====== BRANO
L’esodo dall’Istria, Fiume e altre città e isole dalmate è, come quello del popolo ebraico dall’Egitto, dolorosa perdita, traversata del deserto e approdo a una Storia più drammatica e più grande. Le genti che lasciano la terra rossa istriana, portandosi dietro masserizie e ricordi, incontrano non solo disagi e difficoltà ma pure incomprensione e ostilità. Nell’Italia di quegli anni la concorrenza è spesso dura anche per un pezzo di pane; c’è inoltre talora pure un rifiuto ideologico, l’idea che chi lasciava la Jugoslavia comunista di Tito era presumibilmente fascista o poco meno. Certamente la discriminazione nei confronti degli slavi, iniziata già prima del fascismo, ha avuto il suo ruolo e la sua responsabilità in questo dramma di confine.
Dall’esodo è nata pure una notevolissima letteratura — Fulvio Tomizza, Enzo Bettiza, Marisa Madieri, Nelida Milani, Anna Maria Mori, Guido Miglia e molti altri — che, ripercorrendo quell’odissea senza ammorbidire il dolore e l’ingiustizia, ha sottolineato la crescita spirituale che può nascere ed è anche nata, pur fra mille difficoltà, dal sentimento di appartenere a un’identità più complessa, di avere la possibilità di una marcia in più, come ha scritto l’autrice di uno dei grandi libri sull’esodo. Un’apertura spirituale che può essere anche dura scuola di vita, che non arretra dinanzi alle difficoltà di costruire una nuova esistenza, diversa da quella che si è stati costretti a perdere, ma che si eredita spiritualmente e si continua a portare in sé.
============
====== DATI DEL DATASET
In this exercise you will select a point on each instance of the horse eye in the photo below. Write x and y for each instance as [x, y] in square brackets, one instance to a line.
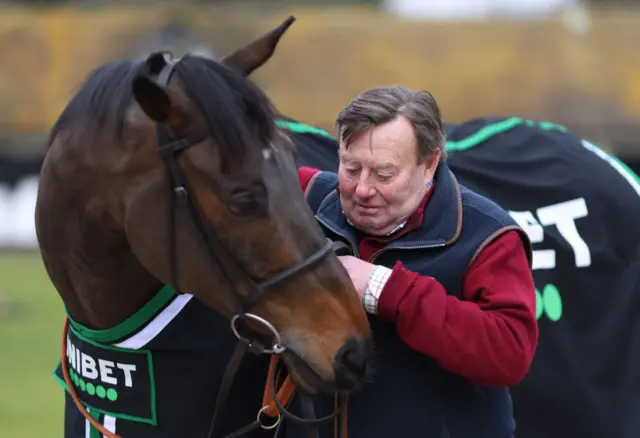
============
====== DATI DEL DATASET
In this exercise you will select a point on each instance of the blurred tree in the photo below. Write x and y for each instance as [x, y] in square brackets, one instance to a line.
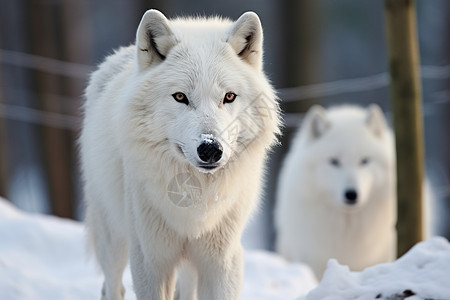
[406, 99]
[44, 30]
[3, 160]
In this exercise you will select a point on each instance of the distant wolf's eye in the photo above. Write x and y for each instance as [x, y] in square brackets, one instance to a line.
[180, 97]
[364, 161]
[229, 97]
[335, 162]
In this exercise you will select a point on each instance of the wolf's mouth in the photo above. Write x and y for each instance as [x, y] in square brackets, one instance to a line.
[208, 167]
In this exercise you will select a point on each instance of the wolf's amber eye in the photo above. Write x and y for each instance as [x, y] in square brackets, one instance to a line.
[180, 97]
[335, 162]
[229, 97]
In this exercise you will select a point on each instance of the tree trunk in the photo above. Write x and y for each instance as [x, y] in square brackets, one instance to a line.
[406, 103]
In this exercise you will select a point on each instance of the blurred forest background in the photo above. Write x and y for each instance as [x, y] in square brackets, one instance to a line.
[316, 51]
============
====== DATI DEL DATASET
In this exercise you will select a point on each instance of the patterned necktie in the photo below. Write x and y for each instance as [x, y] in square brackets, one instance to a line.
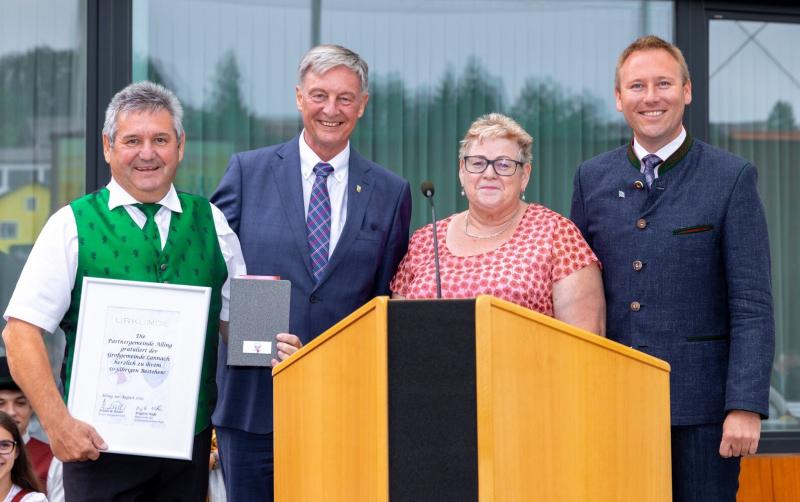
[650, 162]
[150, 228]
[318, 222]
============
(COMPITO 1): Nel brano sull'esodo istriano, quale idea si aveva talora in Italia di chi lasciava la Jugoslavia di Tito?
(COMPITO 2): Ricopia dal brano sull'esodo istriano il passo che va da "L’esodo dall’Istria, Fiume" a "dramma di confine.", estremi compresi.
(COMPITO 3): In base al brano sull'esodo istriano, spiega perché gli esuli incontrarono in Italia incomprensione e ostilità.
I dati sono materiale a sé, distinto dal brano.

(RISPOSTA 1): Che fosse presumibilmente fascista o poco meno.

(RISPOSTA 2):
L’esodo dall’Istria, Fiume e altre città e isole dalmate è, come quello del popolo ebraico dall’Egitto, dolorosa perdita, traversata del deserto e approdo a una Storia più drammatica e più grande. Le genti che lasciano la terra rossa istriana, portandosi dietro masserizie e ricordi, incontrano non solo disagi e difficoltà ma pure incomprensione e ostilità. Nell’Italia di quegli anni la concorrenza è spesso dura anche per un pezzo di pane; c’è inoltre talora pure un rifiuto ideologico, l’idea che chi lasciava la Jugoslavia comunista di Tito era presumibilmente fascista o poco meno. Certamente la discriminazione nei confronti degli slavi, iniziata già prima del fascismo, ha avuto il suo ruolo e la sua responsabilità in questo dramma di confine.

(RISPOSTA 3): Nell'Italia di quegli anni la concorrenza era spesso dura anche per un pezzo di pane. C'era inoltre talora un rifiuto ideologico, per cui chi lasciava la Jugoslavia comunista di Tito era ritenuto presumibilmente fascista o poco meno.